#### The problem
Reproduce the material word for word; the images stay out.

Outline records
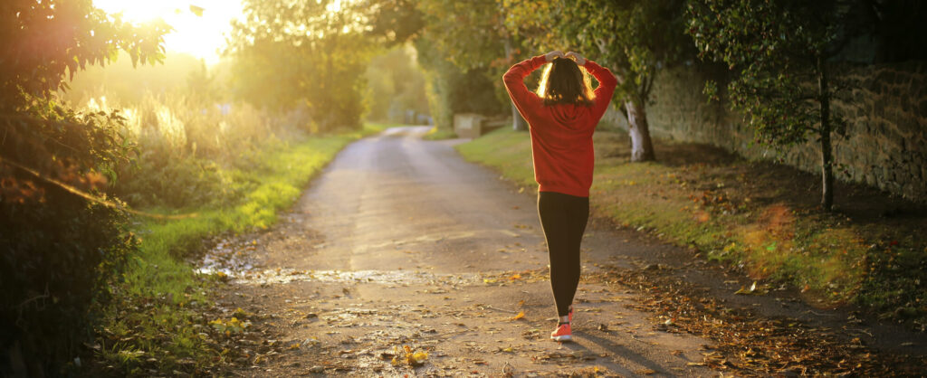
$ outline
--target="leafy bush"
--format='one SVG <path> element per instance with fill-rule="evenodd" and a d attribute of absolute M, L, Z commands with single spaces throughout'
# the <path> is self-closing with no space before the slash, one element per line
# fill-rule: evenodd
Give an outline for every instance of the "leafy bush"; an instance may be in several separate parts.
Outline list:
<path fill-rule="evenodd" d="M 92 309 L 108 300 L 110 284 L 137 247 L 122 205 L 104 192 L 133 148 L 121 135 L 124 119 L 77 113 L 49 100 L 32 104 L 29 116 L 3 123 L 4 375 L 27 373 L 23 367 L 30 375 L 55 374 L 57 363 L 77 357 L 80 342 L 92 336 Z"/>

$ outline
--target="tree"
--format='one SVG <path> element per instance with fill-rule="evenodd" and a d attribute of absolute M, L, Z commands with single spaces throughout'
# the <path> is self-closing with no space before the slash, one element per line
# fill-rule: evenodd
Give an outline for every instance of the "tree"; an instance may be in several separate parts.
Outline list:
<path fill-rule="evenodd" d="M 514 51 L 496 2 L 422 0 L 417 8 L 425 20 L 415 41 L 419 61 L 436 76 L 434 82 L 440 88 L 433 89 L 443 96 L 438 106 L 443 107 L 437 112 L 495 114 L 504 108 L 502 104 L 509 104 L 513 128 L 527 130 L 499 80 Z"/>
<path fill-rule="evenodd" d="M 336 1 L 247 0 L 226 55 L 238 94 L 265 108 L 306 106 L 319 130 L 360 127 L 373 45 L 361 14 Z"/>
<path fill-rule="evenodd" d="M 833 205 L 832 137 L 845 130 L 832 111 L 843 83 L 835 85 L 828 59 L 856 29 L 843 19 L 851 8 L 834 0 L 692 0 L 688 6 L 699 56 L 733 71 L 727 95 L 756 140 L 781 147 L 818 137 L 825 210 Z M 717 83 L 705 91 L 717 97 Z"/>
<path fill-rule="evenodd" d="M 540 51 L 577 50 L 617 76 L 631 161 L 655 158 L 646 106 L 654 78 L 685 57 L 682 0 L 504 0 L 506 25 Z"/>
<path fill-rule="evenodd" d="M 106 183 L 116 179 L 114 166 L 129 158 L 132 147 L 119 132 L 121 117 L 76 112 L 56 92 L 88 63 L 109 63 L 121 50 L 133 64 L 160 61 L 169 29 L 163 22 L 122 22 L 90 0 L 0 3 L 5 373 L 65 375 L 56 366 L 87 341 L 91 310 L 106 304 L 134 248 L 125 214 L 100 205 Z M 25 371 L 16 369 L 22 365 Z"/>

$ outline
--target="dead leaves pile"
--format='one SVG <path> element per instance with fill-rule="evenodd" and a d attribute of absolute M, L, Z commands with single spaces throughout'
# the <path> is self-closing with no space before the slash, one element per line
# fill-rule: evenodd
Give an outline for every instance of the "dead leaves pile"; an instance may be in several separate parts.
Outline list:
<path fill-rule="evenodd" d="M 663 272 L 611 267 L 607 280 L 639 288 L 629 307 L 658 314 L 657 330 L 686 332 L 717 343 L 703 346 L 704 360 L 691 365 L 730 370 L 746 375 L 920 375 L 927 359 L 878 353 L 856 338 L 842 341 L 834 330 L 812 328 L 793 319 L 767 319 L 749 309 L 730 309 L 702 296 L 691 284 Z M 756 294 L 762 288 L 743 288 Z"/>
<path fill-rule="evenodd" d="M 510 284 L 532 284 L 547 280 L 547 268 L 502 271 L 500 273 L 482 274 L 483 284 L 489 285 L 504 285 Z"/>
<path fill-rule="evenodd" d="M 413 350 L 412 346 L 402 346 L 401 348 L 395 348 L 395 356 L 389 361 L 393 366 L 409 365 L 413 368 L 425 364 L 428 359 L 428 353 L 424 350 Z"/>

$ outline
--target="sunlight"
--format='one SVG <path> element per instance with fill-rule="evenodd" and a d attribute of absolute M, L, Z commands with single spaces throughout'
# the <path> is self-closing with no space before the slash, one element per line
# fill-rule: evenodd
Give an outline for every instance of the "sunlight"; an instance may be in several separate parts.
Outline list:
<path fill-rule="evenodd" d="M 238 0 L 94 0 L 94 6 L 108 13 L 121 12 L 131 22 L 163 19 L 174 29 L 164 36 L 167 50 L 202 58 L 210 66 L 219 61 L 223 34 L 242 12 Z"/>

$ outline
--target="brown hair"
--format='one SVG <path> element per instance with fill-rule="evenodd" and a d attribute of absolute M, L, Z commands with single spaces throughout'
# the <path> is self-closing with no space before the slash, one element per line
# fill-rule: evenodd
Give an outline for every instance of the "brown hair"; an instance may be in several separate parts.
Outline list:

#### Task solution
$ outline
--target="leafy bush"
--format='one SVG <path> element per instance with fill-rule="evenodd" and a d attribute of absolute M, L, Z commands with single spaces throughout'
# the <path> is self-closing with no space before the slash, one element per line
# fill-rule: evenodd
Give an outline for every instance of the "leafy bush"; an instance may be in several separate parts.
Outline list:
<path fill-rule="evenodd" d="M 92 309 L 108 300 L 110 284 L 137 247 L 122 205 L 104 192 L 133 148 L 121 135 L 124 119 L 77 113 L 49 100 L 32 104 L 29 116 L 3 123 L 4 375 L 27 373 L 23 367 L 30 375 L 55 374 L 57 363 L 77 357 L 80 342 L 92 336 Z"/>

$ outline
--target="tree"
--format='one SVG <path> element per instance with fill-rule="evenodd" and a d attribute of absolute M, L, Z commands with single spaces throughout'
# the <path> is self-closing with no space before the slash, one element per line
# fill-rule: evenodd
Give an outline for every instance of the "tree"; an instance may be in several separate parts.
Outline list:
<path fill-rule="evenodd" d="M 514 51 L 496 2 L 422 0 L 417 8 L 425 20 L 415 41 L 419 61 L 436 76 L 434 82 L 440 88 L 433 89 L 443 96 L 438 106 L 443 107 L 437 112 L 495 114 L 504 108 L 502 104 L 509 104 L 513 128 L 527 130 L 499 80 Z"/>
<path fill-rule="evenodd" d="M 336 1 L 247 0 L 226 55 L 238 94 L 265 108 L 306 106 L 319 130 L 360 127 L 373 45 L 361 14 Z"/>
<path fill-rule="evenodd" d="M 833 205 L 832 137 L 845 130 L 832 111 L 843 83 L 835 85 L 828 59 L 856 29 L 843 19 L 851 8 L 834 0 L 692 0 L 688 6 L 699 56 L 733 71 L 727 95 L 756 140 L 781 147 L 818 137 L 825 210 Z M 717 83 L 705 91 L 717 97 Z"/>
<path fill-rule="evenodd" d="M 540 51 L 577 50 L 617 76 L 631 161 L 655 158 L 646 106 L 654 78 L 685 57 L 682 0 L 504 0 L 506 25 Z"/>
<path fill-rule="evenodd" d="M 106 183 L 116 179 L 114 166 L 129 158 L 132 147 L 119 132 L 121 117 L 76 112 L 56 92 L 88 63 L 109 63 L 121 50 L 133 64 L 160 61 L 169 29 L 163 22 L 122 22 L 90 0 L 0 3 L 5 373 L 65 375 L 56 366 L 87 341 L 91 310 L 106 304 L 134 248 L 125 214 L 100 205 Z M 25 371 L 16 369 L 22 365 Z"/>

$ outline
--target="dead leaves pile"
--format='one SVG <path> element per instance with fill-rule="evenodd" and a d attribute of absolute M, L, Z commands with single spaces throughout'
# the <path> is self-closing with no space before the slash, one element per line
# fill-rule: evenodd
Give an outline for every instance of the "dead leaves pile"; an instance may be in several separate parts.
Outline list:
<path fill-rule="evenodd" d="M 663 272 L 611 267 L 607 280 L 639 288 L 629 307 L 658 314 L 657 330 L 686 332 L 717 343 L 703 346 L 704 360 L 691 365 L 730 370 L 746 375 L 920 375 L 927 359 L 878 353 L 856 338 L 842 341 L 834 330 L 812 328 L 793 319 L 767 319 L 749 309 L 730 309 L 702 296 L 691 284 Z M 756 294 L 762 288 L 743 288 Z"/>
<path fill-rule="evenodd" d="M 510 284 L 532 284 L 547 280 L 547 268 L 502 271 L 500 273 L 482 274 L 483 284 L 489 285 L 504 285 Z"/>
<path fill-rule="evenodd" d="M 413 350 L 412 346 L 402 346 L 401 348 L 395 348 L 395 356 L 389 361 L 393 366 L 409 365 L 413 368 L 425 364 L 428 359 L 428 353 L 424 350 Z"/>

$ outline
--target="sunlight"
--format='one SVG <path> element per instance with fill-rule="evenodd" and a d attribute of absolute M, L, Z commands with single spaces throughout'
# the <path> is self-closing with no space before the slash, one element per line
# fill-rule: evenodd
Give an outline for every instance of the "sunlight"; an instance may be in several separate parts.
Outline list:
<path fill-rule="evenodd" d="M 238 0 L 94 0 L 94 6 L 108 13 L 121 12 L 131 22 L 163 19 L 174 29 L 164 36 L 167 50 L 202 58 L 210 66 L 219 61 L 223 34 L 242 12 Z"/>

$ outline
--target="brown hair"
--format='one SVG <path> element per instance with fill-rule="evenodd" and a d attribute of absolute M, L, Z commands with single spaces throughout'
# the <path> is self-closing with no space before the slash, one element per line
# fill-rule: evenodd
Give an outline for every instance of the "brown hair"; an instance may be in several separate parts.
Outline list:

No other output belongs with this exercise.